== DATASET EXTRACT

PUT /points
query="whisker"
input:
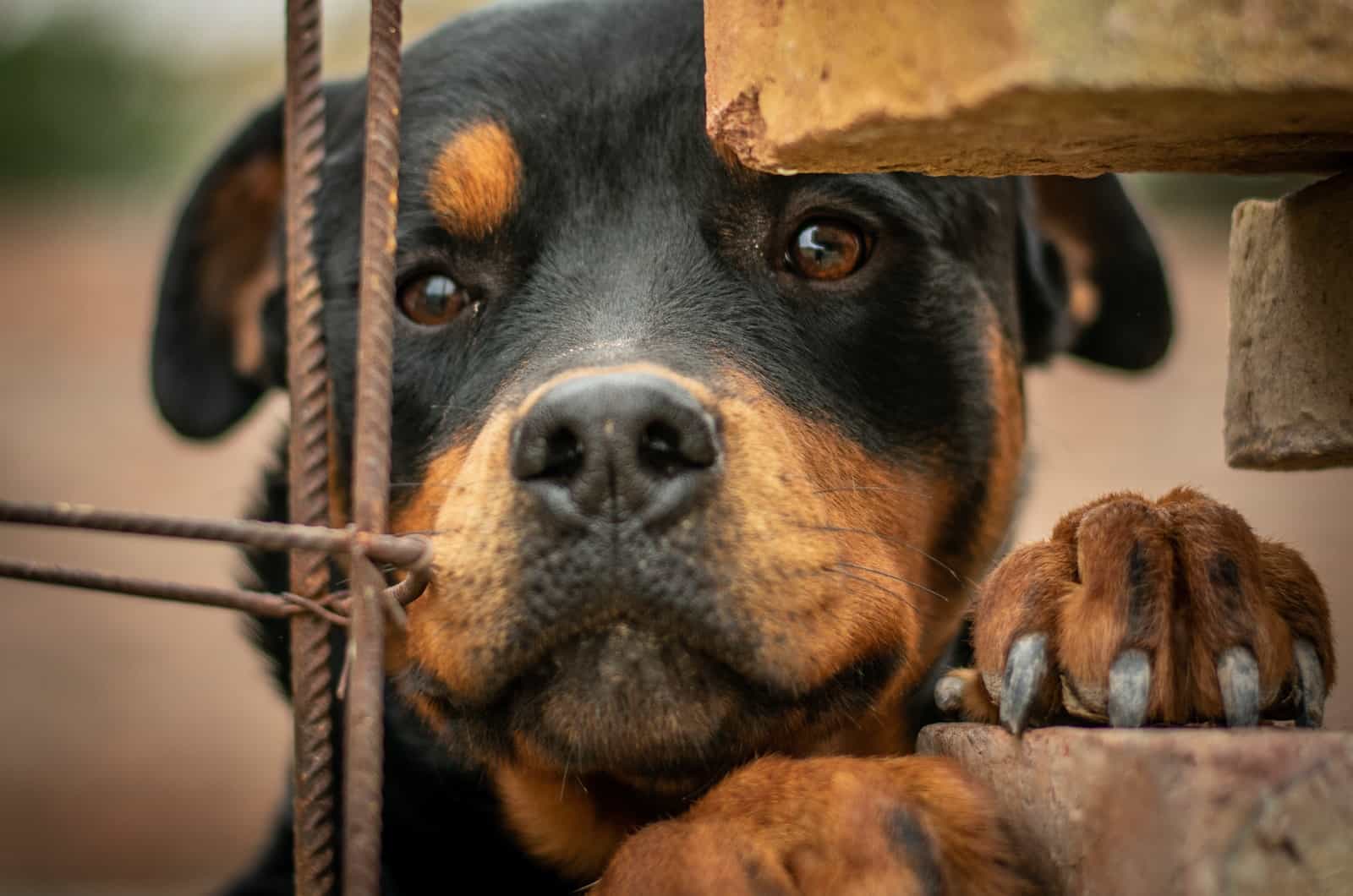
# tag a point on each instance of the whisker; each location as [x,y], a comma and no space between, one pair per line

====
== DATASET EXTRACT

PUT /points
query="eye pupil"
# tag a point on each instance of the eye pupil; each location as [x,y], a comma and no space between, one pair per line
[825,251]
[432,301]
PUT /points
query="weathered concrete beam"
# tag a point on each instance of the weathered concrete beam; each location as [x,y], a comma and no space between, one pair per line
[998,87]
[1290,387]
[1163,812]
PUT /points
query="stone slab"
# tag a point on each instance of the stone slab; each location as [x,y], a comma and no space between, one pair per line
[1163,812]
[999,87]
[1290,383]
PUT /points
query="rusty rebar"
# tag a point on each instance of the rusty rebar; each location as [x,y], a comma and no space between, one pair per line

====

### REQUIREMENT
Filter the listing for the word "rebar" and copy each line that has it.

### YOUR RESPONSE
query="rusty rebar"
# tag a point on each instance of the rusty rebar; each location as [x,y], a comma and no space between, one pair per line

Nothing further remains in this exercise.